Given request
Scale the entries below by copying every line, requests included, and multiplying each coordinate in the answers by 0.45, rounding to whole numbers with halves rounded up. Leave the requests unchanged.

[start Available records]

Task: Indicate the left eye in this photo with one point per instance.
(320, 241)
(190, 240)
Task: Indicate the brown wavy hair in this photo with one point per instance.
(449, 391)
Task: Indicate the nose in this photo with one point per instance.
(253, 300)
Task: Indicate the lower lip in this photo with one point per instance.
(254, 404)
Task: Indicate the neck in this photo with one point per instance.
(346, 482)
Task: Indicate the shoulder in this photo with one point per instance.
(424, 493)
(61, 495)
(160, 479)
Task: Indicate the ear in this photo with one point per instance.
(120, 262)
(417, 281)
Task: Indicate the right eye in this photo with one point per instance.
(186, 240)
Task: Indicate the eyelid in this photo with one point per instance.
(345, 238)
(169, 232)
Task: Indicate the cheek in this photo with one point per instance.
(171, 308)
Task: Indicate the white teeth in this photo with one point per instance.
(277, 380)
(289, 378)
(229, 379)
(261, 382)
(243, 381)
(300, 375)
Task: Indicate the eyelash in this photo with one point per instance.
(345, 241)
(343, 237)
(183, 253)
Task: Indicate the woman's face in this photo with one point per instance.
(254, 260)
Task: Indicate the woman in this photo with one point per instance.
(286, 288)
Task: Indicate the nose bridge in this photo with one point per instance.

[end Available records]

Response to this task
Task: Indicate the left eye in this photo with one point per instance.
(144, 108)
(86, 108)
Task: Indicate the brown wavy hair in this photo with one point per instance.
(202, 176)
Task: Indicate the nose in this photo with one point per instance.
(114, 135)
Task: Indicate the lower lip in this photo with one point per instance.
(114, 182)
Task: Indicate the neck in this photo with one point per instance.
(156, 217)
Task: Indicate the shoulder in this photo with one point per instance.
(191, 222)
(27, 223)
(72, 216)
Task: Indicate the ear in this photo with one point per instance.
(54, 118)
(188, 126)
Task: Indicate the right eye in this photo with one point per instance.
(84, 108)
Task: Indicate the eyelid in this photo with one point per instance.
(155, 107)
(76, 104)
Task: Indicate the cheek in this photo with one point per instance.
(77, 139)
Task: Indicate the white teeth in this photo with one point per instance.
(125, 171)
(130, 170)
(103, 171)
(117, 172)
(109, 171)
(135, 169)
Task: Indicate the eyelash in this photo with one point per instance.
(155, 108)
(154, 107)
(82, 114)
Task: Indicate the woman's face in this photo with one point per instance.
(114, 117)
Task: Indicate the woman in this photo with one point per instance.
(129, 130)
Task: Indicate the nose bridge in this photo with one point per instance.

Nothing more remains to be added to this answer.